*ACTIVITY:* The copy you return should hold every record below word for word and no images.

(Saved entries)
+---+

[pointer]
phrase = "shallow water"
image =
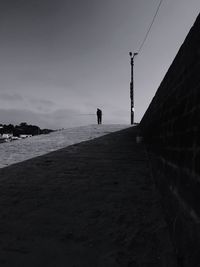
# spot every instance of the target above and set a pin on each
(20, 150)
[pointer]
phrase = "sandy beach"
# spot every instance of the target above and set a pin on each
(90, 204)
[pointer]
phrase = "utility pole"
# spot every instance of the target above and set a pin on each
(132, 56)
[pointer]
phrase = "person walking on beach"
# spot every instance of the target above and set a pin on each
(99, 116)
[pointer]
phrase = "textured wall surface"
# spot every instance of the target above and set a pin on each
(171, 129)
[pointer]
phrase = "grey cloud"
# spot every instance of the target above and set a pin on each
(42, 101)
(63, 118)
(11, 97)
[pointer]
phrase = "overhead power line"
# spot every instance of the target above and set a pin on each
(150, 26)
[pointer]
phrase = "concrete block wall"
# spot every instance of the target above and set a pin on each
(171, 130)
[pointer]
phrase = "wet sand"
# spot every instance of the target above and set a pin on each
(90, 204)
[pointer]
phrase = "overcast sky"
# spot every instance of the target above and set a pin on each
(61, 59)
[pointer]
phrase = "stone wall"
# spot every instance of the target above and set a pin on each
(171, 130)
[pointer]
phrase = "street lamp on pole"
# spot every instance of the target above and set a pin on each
(132, 56)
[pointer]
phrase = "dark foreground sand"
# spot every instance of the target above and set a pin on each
(91, 204)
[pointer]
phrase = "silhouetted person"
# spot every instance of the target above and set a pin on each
(99, 116)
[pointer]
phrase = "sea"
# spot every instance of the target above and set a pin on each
(23, 149)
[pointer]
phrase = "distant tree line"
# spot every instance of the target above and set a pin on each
(23, 128)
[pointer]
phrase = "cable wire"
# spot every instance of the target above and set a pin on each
(150, 26)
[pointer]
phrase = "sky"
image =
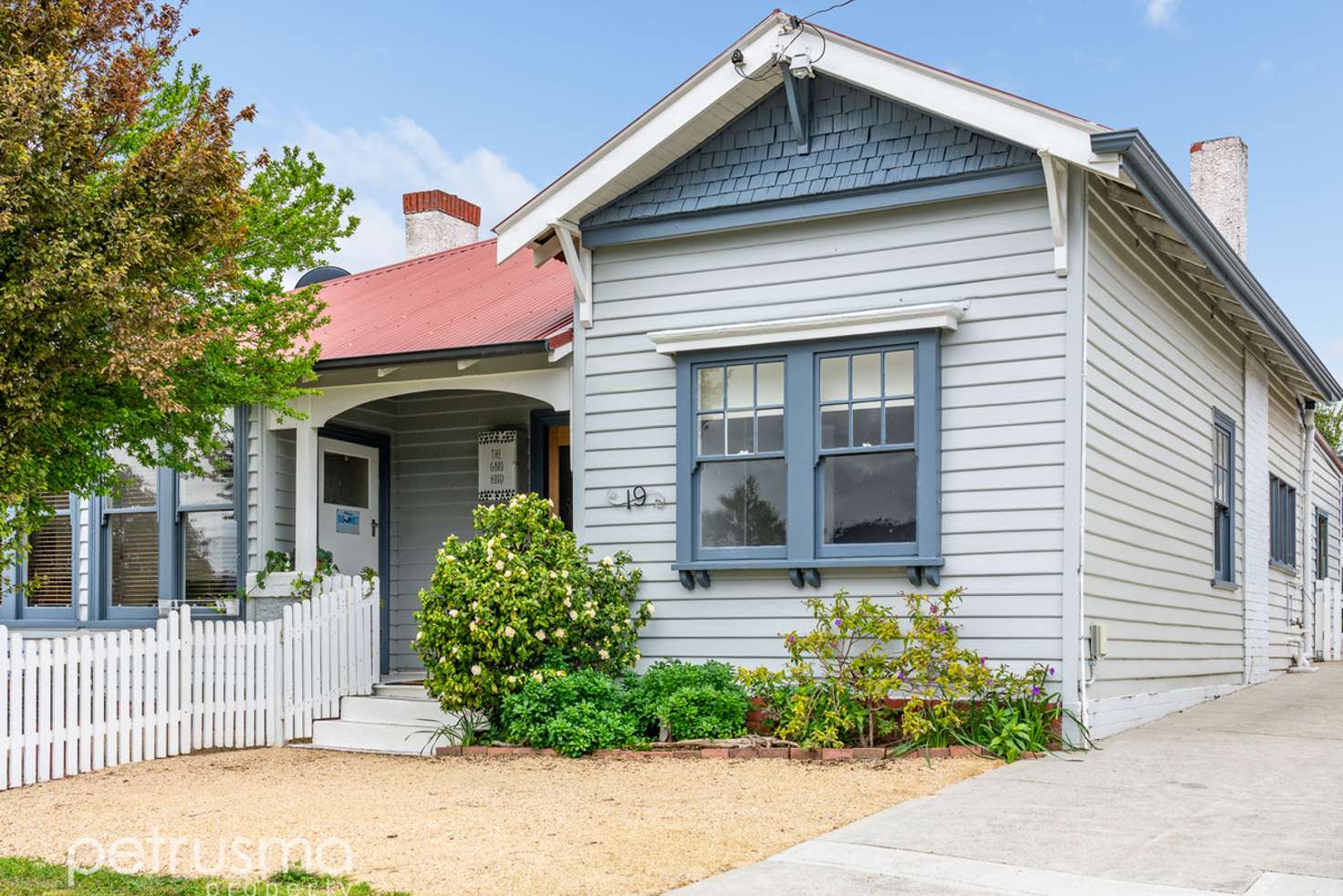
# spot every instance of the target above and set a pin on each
(492, 101)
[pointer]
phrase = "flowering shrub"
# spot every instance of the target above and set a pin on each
(571, 714)
(686, 702)
(521, 603)
(834, 694)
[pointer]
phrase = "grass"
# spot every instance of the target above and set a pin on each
(34, 878)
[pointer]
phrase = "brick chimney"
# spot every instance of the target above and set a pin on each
(1218, 179)
(437, 221)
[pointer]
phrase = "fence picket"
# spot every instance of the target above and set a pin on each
(77, 704)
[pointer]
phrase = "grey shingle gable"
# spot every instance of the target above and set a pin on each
(857, 141)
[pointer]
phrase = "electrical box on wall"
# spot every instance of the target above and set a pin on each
(1098, 641)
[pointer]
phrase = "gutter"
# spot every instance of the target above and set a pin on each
(500, 349)
(1155, 181)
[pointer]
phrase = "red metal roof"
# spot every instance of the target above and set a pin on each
(455, 298)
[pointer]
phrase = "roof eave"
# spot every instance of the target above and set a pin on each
(1155, 181)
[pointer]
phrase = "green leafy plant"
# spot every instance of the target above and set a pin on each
(571, 714)
(520, 603)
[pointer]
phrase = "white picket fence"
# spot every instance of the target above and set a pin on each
(96, 700)
(1328, 620)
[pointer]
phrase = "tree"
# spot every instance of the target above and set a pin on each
(1328, 421)
(141, 255)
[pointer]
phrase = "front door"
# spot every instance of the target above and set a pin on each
(348, 514)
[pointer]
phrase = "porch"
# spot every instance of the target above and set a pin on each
(390, 461)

+---+

*FINAL ANSWER:*
[pointer]
phrase = "shallow water"
image =
# spot every instance of the target above and set a pin on each
(20, 150)
[pointer]
phrase = "sandy beach"
# spot every instance of the target above and set a pin on each
(90, 204)
[pointer]
phrase = "utility pole"
# spot every instance of the target above and set a pin on each
(132, 56)
[pointer]
phrase = "person walking on beach"
# spot every instance of the target above and set a pin on each
(99, 116)
[pointer]
phrase = "textured wall surface"
# spot every instance of the target above and set a pin on each
(171, 129)
[pointer]
phrase = "grey cloud"
# spot every instance of the target above and set a pin on each
(42, 101)
(63, 118)
(11, 97)
[pointer]
phrase = "overhead power line"
# spot every instance of the target above and set a pin on each
(150, 26)
[pointer]
phrase = "concrete block wall"
# spot every instance of the target above and set a pin on each
(171, 130)
[pointer]
phrase = "wet sand"
# spot every instance of the target above and set a pin on each
(90, 204)
[pointer]
phrase = "overcast sky"
# spot every instance of the target above and set a pin on each
(61, 59)
[pointer]
phrase = "stone wall"
# spot every instance of the target above and set a pin on each
(171, 130)
[pointer]
phrase = "street lamp on pole"
# spot every instance of the target above and set a pin on each
(132, 56)
[pointer]
phrase = "dark foreground sand"
# spot every instance of the target above and set a pin on each
(91, 204)
[pointer]
phrase = "silhouetted person"
# spot every instance of the target above and set a pin on each
(99, 116)
[pointer]
phrase = "sea"
# spot every instance of the target above and set a pin on each
(23, 149)
[pointer]
phrase = "distant tree line"
# spot every instance of the target above and set a pin on each
(23, 128)
[pointer]
phrase = "cable wire"
# spot every instance of the target above and set a pin on each
(150, 26)
[pointer]
phrase = "sky"
image =
# spot every instance of the target above and set a pin on each
(492, 101)
[pointer]
phrase = "flowering shrub"
# spot every instance of the target above and set a pin on each
(571, 714)
(686, 702)
(521, 603)
(834, 694)
[pointer]
phrase = "grass"
# spot every instance of the target above and set a pin on each
(34, 878)
[pointer]
phrase = "brick chimney"
# spot every instance of the target above and set a pin on each
(1218, 179)
(437, 221)
[pointer]
phrase = "fence picket"
# spot every instance of the target above and set a pin on each
(77, 704)
[pointer]
phrase = "grey shingle gable"
# spot every instance of the target above and set a pin on each
(857, 141)
[pointer]
phrase = "electrical box on wall"
# spot every instance of the target above and set a pin on each
(1098, 641)
[pointer]
phrase = "gutter"
# spot every instance of the target above and set a pin on each
(500, 349)
(1155, 181)
[pointer]
phrase = "red metal roof"
# spot every instance of the target above and set a pin on each
(455, 298)
[pointer]
phrase = "roof eave"
# spot every instance of the target above and set a pin on each
(1155, 181)
[pointer]
phrase = "green leafy plant"
# spot every instance of the target above and set a pin on each
(571, 714)
(520, 603)
[pointer]
phrase = "white picket fence"
# spot every instance of the target above and set a pin on each
(96, 700)
(1328, 620)
[pointer]
phrase = "tree"
# spot every instance of the target above and set a pin on each
(1328, 421)
(141, 255)
[pointer]
phrase = "front door"
# spot every instance of the target above and set a pin on each
(348, 514)
[pointer]
phrase = "porch"
# spot every instance of the target above and set a pin on each
(390, 461)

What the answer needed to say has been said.